● EXTRAIT CHOISI:
#####
Ce jour-là, Ghizlane Mamouni est tombée des nues. Elle, avocate d’affaires trentenaire ayant fréquenté de prestigieux cabinets entre Paris et Casablanca, familière des montages juridiques et financiers les plus complexes, se retrouvait brutalement renvoyée à son statut de femme subalterne. En cet été 2018, elle découvrait que ses deux garçons – dont elle avait la garde suite à son divorce – risquaient de rater leur rentrée scolaire faute de la signature du père sur les formulaires d’inscription. Le seul paraphe de Ghizlane Mamouni ne suffisait pas.

« J’étais révoltée mais impuissante, se souvient-elle. J’avais un mur devant moi. » En vertu de l’article 231 de la Moudawana (code de la famille) marocaine, le père détient en effet la primauté de la tutelle juridique de l’enfant. Un divorce aux termes desquels la mère obtient la garde n’y change rien. Ecole, loisirs, voyages : le père, même lointain, est le seul apte à valider les documents, créant des imbroglios administratifs absurdes. « Et je suis une ultra-privilégiée, admet-elle. Je suis avocate, je sais me défendre. J’imagine ce que peuvent vivre des mères qui n’ont pas cette chance-là. »
#####
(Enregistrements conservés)
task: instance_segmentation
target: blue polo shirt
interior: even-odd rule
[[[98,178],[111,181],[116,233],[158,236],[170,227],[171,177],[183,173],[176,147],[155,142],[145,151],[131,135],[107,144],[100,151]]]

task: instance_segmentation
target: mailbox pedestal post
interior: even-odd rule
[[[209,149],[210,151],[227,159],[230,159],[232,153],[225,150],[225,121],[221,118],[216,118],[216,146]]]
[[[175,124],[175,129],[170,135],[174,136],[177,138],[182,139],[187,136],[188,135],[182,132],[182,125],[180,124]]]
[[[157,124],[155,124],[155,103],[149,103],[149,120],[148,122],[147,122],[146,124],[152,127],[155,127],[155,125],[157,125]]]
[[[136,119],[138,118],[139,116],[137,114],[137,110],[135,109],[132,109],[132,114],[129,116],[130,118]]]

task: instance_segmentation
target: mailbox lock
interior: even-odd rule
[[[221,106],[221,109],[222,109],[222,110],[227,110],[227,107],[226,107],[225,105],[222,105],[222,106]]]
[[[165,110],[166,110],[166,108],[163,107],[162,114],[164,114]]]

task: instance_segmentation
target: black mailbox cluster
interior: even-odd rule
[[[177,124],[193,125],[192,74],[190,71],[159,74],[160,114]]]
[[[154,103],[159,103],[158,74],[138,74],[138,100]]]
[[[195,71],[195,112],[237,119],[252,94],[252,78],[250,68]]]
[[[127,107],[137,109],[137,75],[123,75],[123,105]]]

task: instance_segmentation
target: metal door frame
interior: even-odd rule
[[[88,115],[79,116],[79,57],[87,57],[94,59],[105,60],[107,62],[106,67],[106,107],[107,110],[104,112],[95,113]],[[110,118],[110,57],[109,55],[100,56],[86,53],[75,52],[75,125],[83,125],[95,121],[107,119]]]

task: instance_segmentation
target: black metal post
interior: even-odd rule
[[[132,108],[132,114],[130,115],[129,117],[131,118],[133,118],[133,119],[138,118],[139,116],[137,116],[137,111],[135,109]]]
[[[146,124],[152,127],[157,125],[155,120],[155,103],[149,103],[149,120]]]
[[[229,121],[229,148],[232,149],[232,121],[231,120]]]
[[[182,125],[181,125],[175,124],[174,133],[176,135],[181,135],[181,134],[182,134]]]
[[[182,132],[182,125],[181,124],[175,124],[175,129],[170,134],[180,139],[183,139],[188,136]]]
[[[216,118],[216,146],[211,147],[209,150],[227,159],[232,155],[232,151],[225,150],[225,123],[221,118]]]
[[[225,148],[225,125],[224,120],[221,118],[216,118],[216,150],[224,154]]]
#####
● CONSIGNES ÉCRITES:
(A) Répondez à ces questions d'après l'extrait sur la tutelle paternelle au Maroc :
(i) En quelle année Ghizlane Mamouni a-t-elle découvert que ses deux garçons risquaient de rater leur rentrée scolaire ?
(ii) Entre quelles villes se trouvaient les cabinets qu'elle a fréquentés ?
(iii) Quel article de la Moudawana donne au père la primauté de la tutelle juridique de l'enfant ?
(B) Recopiez le passage de l'extrait sur la tutelle paternelle au Maroc qui commence par les mots « Ce jour-là, Ghizlane » et se termine par « ne suffisait pas. ».
(C) Poursuivez l'extrait sur la tutelle paternelle au Maroc à partir de la fin de sa dernière phrase.

● RÉPONSES PAR CONSIGNE:
(A)
(i) En 2018, pendant l'été.
(ii) Entre Paris et Casablanca.
(iii) L'article 231.

(B)
Ce jour-là, Ghizlane Mamouni est tombée des nues. Elle, avocate d’affaires trentenaire ayant fréquenté de prestigieux cabinets entre Paris et Casablanca, familière des montages juridiques et financiers les plus complexes, se retrouvait brutalement renvoyée à son statut de femme subalterne. En cet été 2018, elle découvrait que ses deux garçons – dont elle avait la garde suite à son divorce – risquaient de rater leur rentrée scolaire faute de la signature du père sur les formulaires d’inscription. Le seul paraphe de Ghizlane Mamouni ne suffisait pas.

(C)
C’est ainsi que Ghizlane Mamouni est entrée dans le féminisme militant. De sa révolte naît en 2021 Kif Mama Kif Baba, un mouvement défendant « l’égalité et la justice de genre ». Un projet plutôt inédit, conçu comme un « incubateur » ou une « pépinière » d’initiatives associatives. Rompu aux techniques de communication, notamment dans la sphère digitale, Kif Mama Kif Baba est l’une des manifestations les plus emblématiques du renouvellement de la scène féministe au Maroc à l’heure où la réforme de la Moudawana est relancée dans le royaume.

« Défaillances »

Lors de son discours du trône de juillet 2022, traditionnelle allocution annuelle, le roi Mohammed VI avait appelé à rouvrir le chantier de la Moudawana, une première réforme de 2004 censée promouvoir les droits des femmes ayant révélé, selon lui, des « défaillances ». Fin mars, une commission nommée par le gouvernement devrait rendre un rapport proposant un nouveau train d’amendements.

Les associations féministes alertaient déjà depuis des années sur le caractère inachevé de cette réforme de 2004. Ainsi de l’érosion des dispositions interdisant le mariage des mineurs ou restreignant la polygamie, les juges tendant à ériger en règle les exceptions prévues par la Moudawana. Ou des discriminations persistant au détriment des femmes sur la tutelle des enfants, voire sur la garde elle-même après un divorce, revenant au père en cas de remariage de la mère. Ou des règles de l’héritage en vertu desquelles la fille est défavorisée par rapport au fils, voire aux collatéraux mâles. Sans compter le pouvoir discrétionnaire laissé aux juges, invités par la Moudawana à s’inspirer du « rite malékite » – l’une des quatre écoles juridiques de l’islam – pour trancher les incertitudes de la loi.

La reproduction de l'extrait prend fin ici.